With no omissions, write out every record given below.

Referring expression data
----------------
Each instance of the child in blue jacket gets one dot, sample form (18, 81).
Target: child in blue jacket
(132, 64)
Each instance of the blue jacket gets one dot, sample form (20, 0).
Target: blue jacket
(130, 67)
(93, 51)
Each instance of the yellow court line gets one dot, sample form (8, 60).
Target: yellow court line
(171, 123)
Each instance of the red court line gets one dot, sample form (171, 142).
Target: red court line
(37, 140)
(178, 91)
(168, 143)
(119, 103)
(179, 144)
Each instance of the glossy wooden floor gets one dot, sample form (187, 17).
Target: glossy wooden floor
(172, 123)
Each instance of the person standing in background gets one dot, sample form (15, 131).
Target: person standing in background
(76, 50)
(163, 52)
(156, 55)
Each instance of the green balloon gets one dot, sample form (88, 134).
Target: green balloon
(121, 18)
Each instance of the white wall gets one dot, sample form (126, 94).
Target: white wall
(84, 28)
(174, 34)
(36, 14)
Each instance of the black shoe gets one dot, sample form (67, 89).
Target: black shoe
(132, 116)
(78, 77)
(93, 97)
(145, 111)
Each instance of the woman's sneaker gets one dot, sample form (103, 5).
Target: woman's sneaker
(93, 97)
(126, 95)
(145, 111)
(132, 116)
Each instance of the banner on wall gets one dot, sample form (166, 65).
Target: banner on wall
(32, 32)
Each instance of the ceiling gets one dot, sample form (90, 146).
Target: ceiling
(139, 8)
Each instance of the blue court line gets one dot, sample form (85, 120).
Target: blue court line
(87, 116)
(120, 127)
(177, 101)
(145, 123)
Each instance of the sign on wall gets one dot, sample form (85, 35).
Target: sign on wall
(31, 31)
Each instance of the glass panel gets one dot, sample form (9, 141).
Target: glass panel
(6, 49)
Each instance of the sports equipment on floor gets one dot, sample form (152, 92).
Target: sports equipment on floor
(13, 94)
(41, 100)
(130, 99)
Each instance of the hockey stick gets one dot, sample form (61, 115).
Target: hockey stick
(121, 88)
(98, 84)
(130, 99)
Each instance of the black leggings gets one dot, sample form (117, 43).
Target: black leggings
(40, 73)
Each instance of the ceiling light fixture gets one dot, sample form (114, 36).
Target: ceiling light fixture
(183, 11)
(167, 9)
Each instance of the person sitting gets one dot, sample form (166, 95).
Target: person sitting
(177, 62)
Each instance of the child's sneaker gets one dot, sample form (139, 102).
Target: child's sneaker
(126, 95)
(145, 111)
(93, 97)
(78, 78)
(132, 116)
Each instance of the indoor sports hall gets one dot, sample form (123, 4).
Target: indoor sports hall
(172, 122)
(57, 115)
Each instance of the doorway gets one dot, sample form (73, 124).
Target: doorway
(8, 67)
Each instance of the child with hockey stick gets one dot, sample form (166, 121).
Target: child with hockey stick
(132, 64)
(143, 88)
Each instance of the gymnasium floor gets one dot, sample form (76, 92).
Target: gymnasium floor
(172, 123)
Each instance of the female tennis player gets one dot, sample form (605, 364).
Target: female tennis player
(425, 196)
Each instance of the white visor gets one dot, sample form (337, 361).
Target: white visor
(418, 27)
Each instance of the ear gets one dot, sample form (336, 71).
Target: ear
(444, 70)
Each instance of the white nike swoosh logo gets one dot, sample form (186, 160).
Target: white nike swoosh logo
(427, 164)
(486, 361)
----------------
» FINAL ANSWER:
Each instance of the child in blue jacket gets one dot, sample form (18, 81).
Target: child in blue jacket
(132, 64)
Each instance of the blue jacket gets one dot, sample form (20, 0).
Target: blue jacket
(130, 67)
(93, 51)
Each instance of the yellow court line gets one dot, sample form (8, 60).
Target: yellow court line
(171, 123)
Each instance of the red court line gets one dot, sample form (171, 142).
Target: red court line
(37, 140)
(178, 91)
(168, 143)
(119, 103)
(179, 144)
Each instance of the glossy wooden floor gets one dot, sample form (187, 17).
Target: glossy wooden floor
(172, 123)
Each instance of the person standing in background gets one dot, sample form (15, 131).
Target: person standing in background
(76, 50)
(163, 52)
(156, 55)
Each instance of the green balloon gets one dot, sample form (88, 134).
Target: green balloon
(121, 18)
Each instance of the white wall gets one dot, sample form (126, 94).
Target: white wall
(84, 28)
(174, 34)
(36, 14)
Each instance of the black shoe gets one dot, sample form (67, 89).
Target: black shoe
(132, 116)
(78, 77)
(93, 97)
(145, 111)
Each instance of the woman's sneaker gets one dot, sample form (103, 5).
Target: woman's sneaker
(93, 97)
(126, 95)
(145, 111)
(132, 116)
Each instance of the banner on wall gets one dot, sample form (166, 65).
Target: banner on wall
(32, 32)
Each instance of the ceiling gets one dot, sample form (90, 146).
Target: ceiling
(139, 8)
Each instance of the blue court line gets one dot, sample form (85, 120).
Target: blue court line
(87, 116)
(120, 127)
(177, 101)
(145, 123)
Each instance of the sign on wall gets one dot, sample form (85, 35).
Target: sign on wall
(31, 31)
Each instance of the glass panel gets one dot, sample form (9, 141).
Target: glass panel
(6, 49)
Each instance of the sports equipment on floor gets one dot, sample form (152, 92).
Target: sports equipment on floor
(13, 94)
(41, 100)
(130, 99)
Each instance of the hockey stick gets one dot, sample form (61, 115).
Target: hockey stick
(121, 88)
(98, 84)
(130, 99)
Each instance of the black leggings gets one dot, sample form (117, 43).
Target: black leggings
(40, 73)
Each instance of the ceiling light fixture gets one dot, sample form (114, 36).
Target: ceiling light fixture
(183, 11)
(167, 9)
Each instance of the person sitting gets one dot, sample form (166, 95).
Target: person sitting
(177, 62)
Each instance of the child's sneaker gets one dot, sample form (139, 102).
Target: child's sneaker
(126, 95)
(145, 111)
(93, 97)
(78, 78)
(132, 116)
Each instance of the indoor sports hall gets one dot, sample form (123, 4).
Target: indoor sports hall
(172, 122)
(57, 115)
Each instance of the doorway gets one dot, sample form (73, 124).
Target: doorway
(8, 67)
Each instance of the child with hockey stick gets one dot, sample form (166, 121).
Target: child with hockey stick
(132, 64)
(143, 88)
Each instance of the gymnasium floor gets one dot, sample form (76, 92).
Target: gymnasium floor
(172, 123)
Each instance of the female tennis player gets one dot, sample form (605, 364).
Target: female tennis player
(425, 196)
Each instance of the white visor gets one dot, sample form (337, 361).
Target: white visor
(418, 27)
Each instance of the ear gets one dot, sample form (336, 71).
Target: ear
(444, 70)
Each instance of the white nike swoosh logo gets one dot, sample form (186, 160).
Target: white nike swoosh logo
(427, 164)
(486, 361)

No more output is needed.